[Instruções]:
a. Passe para o inglês esta frase do trecho selecionado: "Percebo que os ódios de estimação são contraproducentes, impopulares, fonte de embaraço e de inimizades."
b. Reproduza, sem qualquer alteração, a parte do trecho selecionado que se inicia nas palavras que contêm "Percebo que os" e se encerra em "antes de tempo.".

[Trecho selecionado]:
-------------------------

Quarta-feira, 30.10.13

Antipatizo com ódios de estimação. Não nos dão descanso. Controlam-nos. Seguem-nos fiéis e incansáveis, de soslaio, para todo o lado e atraiçoam-nos na primeira oportunidade. 

   Calculo que toda a gente os tenha, mas arrependo-me como se sentisse o aperto de uma contrição infligida pela minha consciência pesada agonizando, num abraço com o ímpeto de uma anaconda adulta voraz.

   Não chego à penitência e tento não amar o próximo com que me cruzar, mas fico a desejar ter uma natureza vetusta de santo misericordioso, com infinita capacidade de Madre Teresa para perdoar e aceitar as coisas como são (imperfeitas e por vezes abjectas e de mau gosto).

   Infelizmente, peco e acabo sempre voluntariamente a arremessar, violentamente, a primeira pedra, sorrindo comovido ao vê-la planar sobre as minhas vítimas preferidas até as estilhaçar, irremediavelmente, num golpe certeiro letal que só o granito crítico é capaz de proporcionar.

   Gostava de ter um gosto eclético menos lancinante, um palato pouco exigente com os sabores, uma visão com pouca acuidade, fazendo vista grossa ao que a rodeia, uma inteligência analiticamente pouco espontânea e distraída.

   Percebo que os ódios de estimação são contraproducentes, impopulares, fonte de embaraço e de inimizades. Precisam de ser alimentados como Chihuahuas frágeis e esfomeadas. Lembrados, num canal memória com programação própria e contínua, para não caírem no esquecimento. Justificados num julgamento constante, num tribunal sem processos pendentes. Uma canseira!

   Não há dúvidas de que tenho uns quantos ódios de estimação. Bastantes, admito. Que só eu cá sei. Mais outros que são do conhecimento geral. 

  Gostava de encontrar em mim motivação de aspirante ambicioso a Masterchef para os perder. Mas não sigo correctamente a receita. Fico a várias caramelizações aquém de o conseguir. Tiro do forno antes de tempo.

-------------------------

[Material apresentado]:
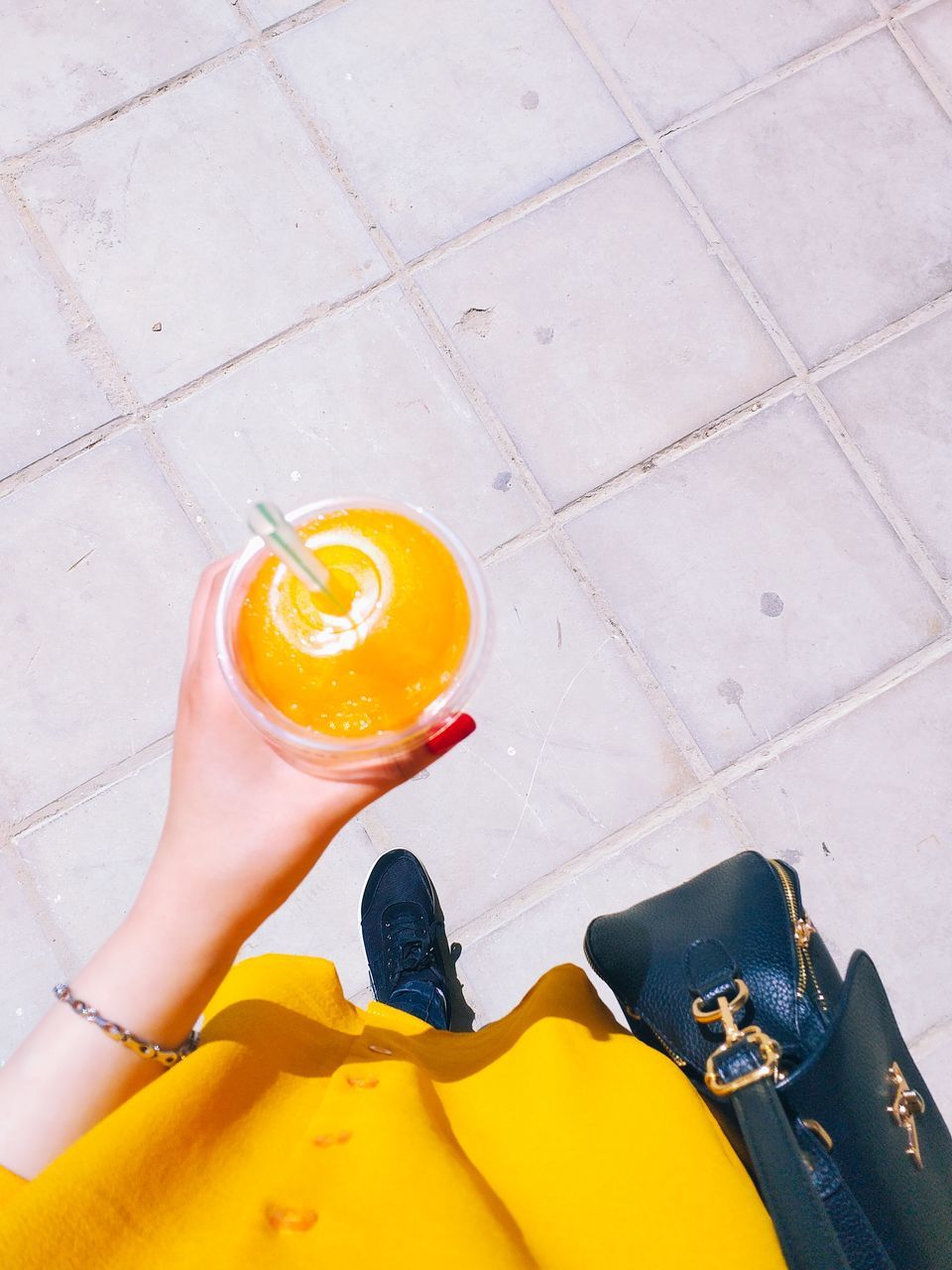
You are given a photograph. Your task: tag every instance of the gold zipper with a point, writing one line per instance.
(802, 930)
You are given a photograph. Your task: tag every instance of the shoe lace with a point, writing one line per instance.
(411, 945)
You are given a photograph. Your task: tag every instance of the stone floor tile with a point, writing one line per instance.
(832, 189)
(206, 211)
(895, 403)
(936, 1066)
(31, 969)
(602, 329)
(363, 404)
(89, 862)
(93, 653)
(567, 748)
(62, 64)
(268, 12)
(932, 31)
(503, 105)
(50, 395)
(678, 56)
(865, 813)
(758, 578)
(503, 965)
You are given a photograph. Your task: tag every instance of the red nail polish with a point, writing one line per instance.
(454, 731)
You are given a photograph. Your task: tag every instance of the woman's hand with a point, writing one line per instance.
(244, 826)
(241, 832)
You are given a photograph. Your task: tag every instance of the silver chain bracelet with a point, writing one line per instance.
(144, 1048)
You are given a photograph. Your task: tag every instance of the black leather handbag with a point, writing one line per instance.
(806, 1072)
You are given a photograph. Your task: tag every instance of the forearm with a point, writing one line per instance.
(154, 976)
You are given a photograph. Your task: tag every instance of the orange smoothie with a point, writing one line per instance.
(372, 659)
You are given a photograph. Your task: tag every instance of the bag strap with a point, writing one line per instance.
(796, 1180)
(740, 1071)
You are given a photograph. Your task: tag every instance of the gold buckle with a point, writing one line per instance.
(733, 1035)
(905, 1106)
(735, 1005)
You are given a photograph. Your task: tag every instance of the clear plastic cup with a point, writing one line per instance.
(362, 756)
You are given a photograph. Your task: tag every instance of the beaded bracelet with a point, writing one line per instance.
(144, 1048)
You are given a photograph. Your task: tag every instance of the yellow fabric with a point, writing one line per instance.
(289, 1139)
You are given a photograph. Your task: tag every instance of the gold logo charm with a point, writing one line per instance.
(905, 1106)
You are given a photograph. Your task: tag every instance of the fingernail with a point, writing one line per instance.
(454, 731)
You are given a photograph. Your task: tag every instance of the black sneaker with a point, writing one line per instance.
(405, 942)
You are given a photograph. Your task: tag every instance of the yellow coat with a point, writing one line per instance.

-------------------------

[Respostas]:
a. I realize that pet peeves are counterproductive, unpopular, a source of embarrassment and of enmities.

b.
Percebo que os ódios de estimação são contraproducentes, impopulares, fonte de embaraço e de inimizades. Precisam de ser alimentados como Chihuahuas frágeis e esfomeadas. Lembrados, num canal memória com programação própria e contínua, para não caírem no esquecimento. Justificados num julgamento constante, num tribunal sem processos pendentes. Uma canseira!

   Não há dúvidas de que tenho uns quantos ódios de estimação. Bastantes, admito. Que só eu cá sei. Mais outros que são do conhecimento geral. 

  Gostava de encontrar em mim motivação de aspirante ambicioso a Masterchef para os perder. Mas não sigo correctamente a receita. Fico a várias caramelizações aquém de o conseguir. Tiro do forno antes de tempo.